§ **REQUIRED WORK**
How many lines of the listing below contain the string "wooden"? Matching is case-sensitive; give only the number.
>> Begin
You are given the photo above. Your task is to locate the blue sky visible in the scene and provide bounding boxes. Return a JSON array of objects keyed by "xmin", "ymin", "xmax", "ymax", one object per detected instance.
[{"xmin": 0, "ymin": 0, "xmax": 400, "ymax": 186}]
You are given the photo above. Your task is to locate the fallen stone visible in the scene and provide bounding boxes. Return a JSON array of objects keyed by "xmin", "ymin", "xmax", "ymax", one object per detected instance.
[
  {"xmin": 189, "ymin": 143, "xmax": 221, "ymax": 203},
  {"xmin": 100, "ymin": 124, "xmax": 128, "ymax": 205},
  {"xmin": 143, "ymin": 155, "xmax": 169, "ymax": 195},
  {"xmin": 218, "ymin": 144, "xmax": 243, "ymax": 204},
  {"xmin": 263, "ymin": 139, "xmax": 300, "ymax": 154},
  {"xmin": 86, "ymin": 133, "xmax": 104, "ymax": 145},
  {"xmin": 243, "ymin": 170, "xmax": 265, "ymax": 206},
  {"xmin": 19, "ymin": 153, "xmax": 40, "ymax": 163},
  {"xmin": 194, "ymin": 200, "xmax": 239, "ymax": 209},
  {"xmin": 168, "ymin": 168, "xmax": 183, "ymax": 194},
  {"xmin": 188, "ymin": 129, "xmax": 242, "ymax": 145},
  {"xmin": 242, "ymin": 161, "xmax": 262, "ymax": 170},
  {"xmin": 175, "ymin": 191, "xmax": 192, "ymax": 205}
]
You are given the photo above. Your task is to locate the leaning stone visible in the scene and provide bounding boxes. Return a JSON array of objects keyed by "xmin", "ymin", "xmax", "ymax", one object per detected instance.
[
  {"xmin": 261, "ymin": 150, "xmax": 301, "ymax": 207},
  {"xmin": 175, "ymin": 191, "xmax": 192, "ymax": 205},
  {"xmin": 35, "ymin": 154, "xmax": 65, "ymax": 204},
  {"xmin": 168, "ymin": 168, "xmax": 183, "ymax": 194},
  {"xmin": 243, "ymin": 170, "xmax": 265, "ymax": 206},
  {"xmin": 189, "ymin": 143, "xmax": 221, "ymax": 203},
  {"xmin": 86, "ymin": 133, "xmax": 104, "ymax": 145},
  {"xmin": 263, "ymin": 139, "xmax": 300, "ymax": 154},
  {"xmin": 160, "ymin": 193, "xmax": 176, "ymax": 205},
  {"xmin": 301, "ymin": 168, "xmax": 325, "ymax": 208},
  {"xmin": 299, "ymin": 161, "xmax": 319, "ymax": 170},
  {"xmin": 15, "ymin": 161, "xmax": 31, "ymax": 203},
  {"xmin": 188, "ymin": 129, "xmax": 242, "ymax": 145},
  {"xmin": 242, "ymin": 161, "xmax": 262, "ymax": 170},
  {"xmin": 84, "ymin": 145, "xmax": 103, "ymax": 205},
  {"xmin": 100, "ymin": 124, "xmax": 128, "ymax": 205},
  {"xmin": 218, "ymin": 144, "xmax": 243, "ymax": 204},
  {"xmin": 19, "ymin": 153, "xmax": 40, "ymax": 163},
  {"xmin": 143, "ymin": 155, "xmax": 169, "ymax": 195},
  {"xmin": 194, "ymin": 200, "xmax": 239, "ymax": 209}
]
>> End
>> Begin
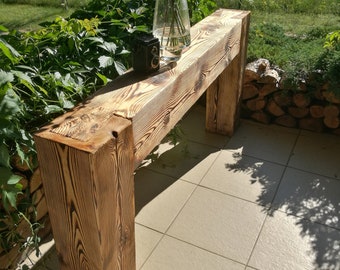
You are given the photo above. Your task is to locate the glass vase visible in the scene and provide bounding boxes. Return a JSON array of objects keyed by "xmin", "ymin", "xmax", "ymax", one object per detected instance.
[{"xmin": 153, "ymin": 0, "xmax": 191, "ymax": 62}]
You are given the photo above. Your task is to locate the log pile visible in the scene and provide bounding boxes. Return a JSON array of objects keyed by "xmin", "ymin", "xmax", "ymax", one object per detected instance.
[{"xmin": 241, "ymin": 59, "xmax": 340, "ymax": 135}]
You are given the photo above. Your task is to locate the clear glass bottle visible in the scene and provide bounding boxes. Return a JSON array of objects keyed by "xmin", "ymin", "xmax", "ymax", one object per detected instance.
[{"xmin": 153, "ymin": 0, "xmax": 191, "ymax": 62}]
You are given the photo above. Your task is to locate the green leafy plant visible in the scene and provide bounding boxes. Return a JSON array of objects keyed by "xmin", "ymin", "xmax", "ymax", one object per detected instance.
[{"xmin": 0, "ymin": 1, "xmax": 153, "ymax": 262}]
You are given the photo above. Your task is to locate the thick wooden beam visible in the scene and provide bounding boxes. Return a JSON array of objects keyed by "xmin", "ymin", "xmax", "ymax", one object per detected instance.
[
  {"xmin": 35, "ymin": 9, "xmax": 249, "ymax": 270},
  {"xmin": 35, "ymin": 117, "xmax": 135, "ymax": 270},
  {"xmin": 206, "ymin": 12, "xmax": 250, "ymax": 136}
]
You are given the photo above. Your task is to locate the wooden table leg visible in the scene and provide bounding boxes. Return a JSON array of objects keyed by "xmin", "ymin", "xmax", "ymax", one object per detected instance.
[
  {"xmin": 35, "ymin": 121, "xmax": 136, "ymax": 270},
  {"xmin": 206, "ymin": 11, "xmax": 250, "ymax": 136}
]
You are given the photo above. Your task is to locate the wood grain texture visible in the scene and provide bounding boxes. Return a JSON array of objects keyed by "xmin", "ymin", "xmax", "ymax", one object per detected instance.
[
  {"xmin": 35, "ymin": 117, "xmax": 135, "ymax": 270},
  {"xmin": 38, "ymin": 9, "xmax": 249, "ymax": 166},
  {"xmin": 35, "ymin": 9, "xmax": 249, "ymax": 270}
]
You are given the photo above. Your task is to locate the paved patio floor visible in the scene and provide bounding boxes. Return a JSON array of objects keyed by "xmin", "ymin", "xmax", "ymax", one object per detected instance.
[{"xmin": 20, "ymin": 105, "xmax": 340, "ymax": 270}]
>> End
>> Begin
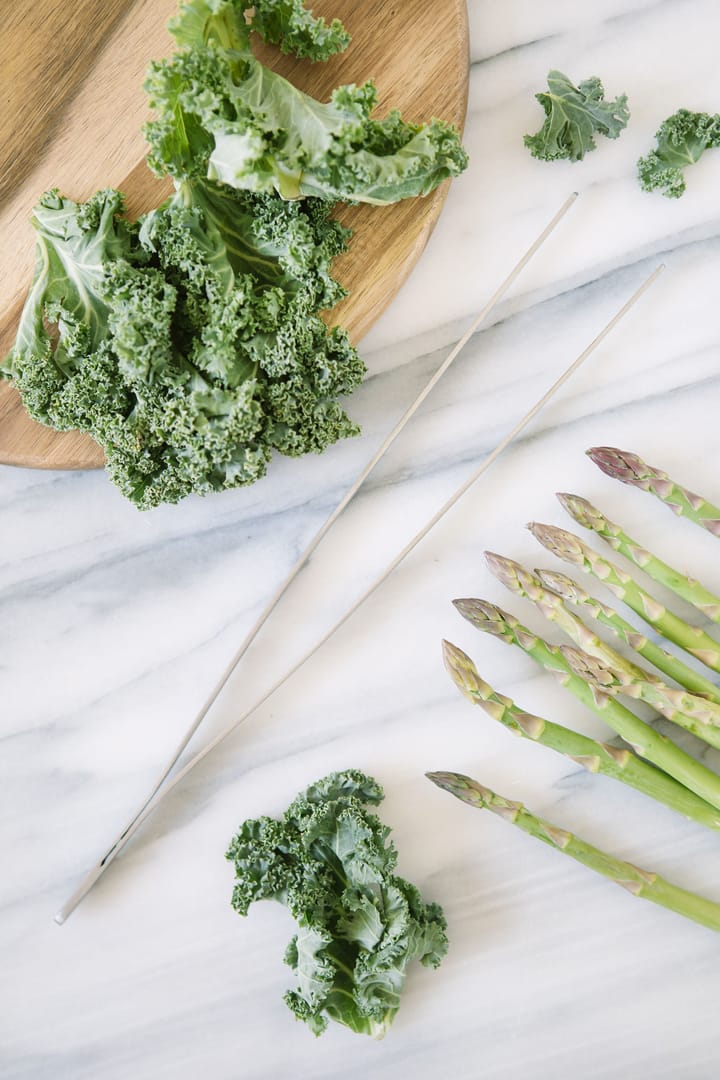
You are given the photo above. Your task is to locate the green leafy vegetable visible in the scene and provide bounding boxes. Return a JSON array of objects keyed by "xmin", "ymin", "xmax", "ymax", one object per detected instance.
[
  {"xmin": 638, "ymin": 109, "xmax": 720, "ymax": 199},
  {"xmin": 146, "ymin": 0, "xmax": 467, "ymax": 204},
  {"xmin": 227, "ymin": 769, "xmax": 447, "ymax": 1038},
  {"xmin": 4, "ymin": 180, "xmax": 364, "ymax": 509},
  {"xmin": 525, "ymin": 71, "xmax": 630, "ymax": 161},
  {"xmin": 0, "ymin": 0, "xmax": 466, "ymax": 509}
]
>> End
§ **RESULT OF THIS EXERCISE**
2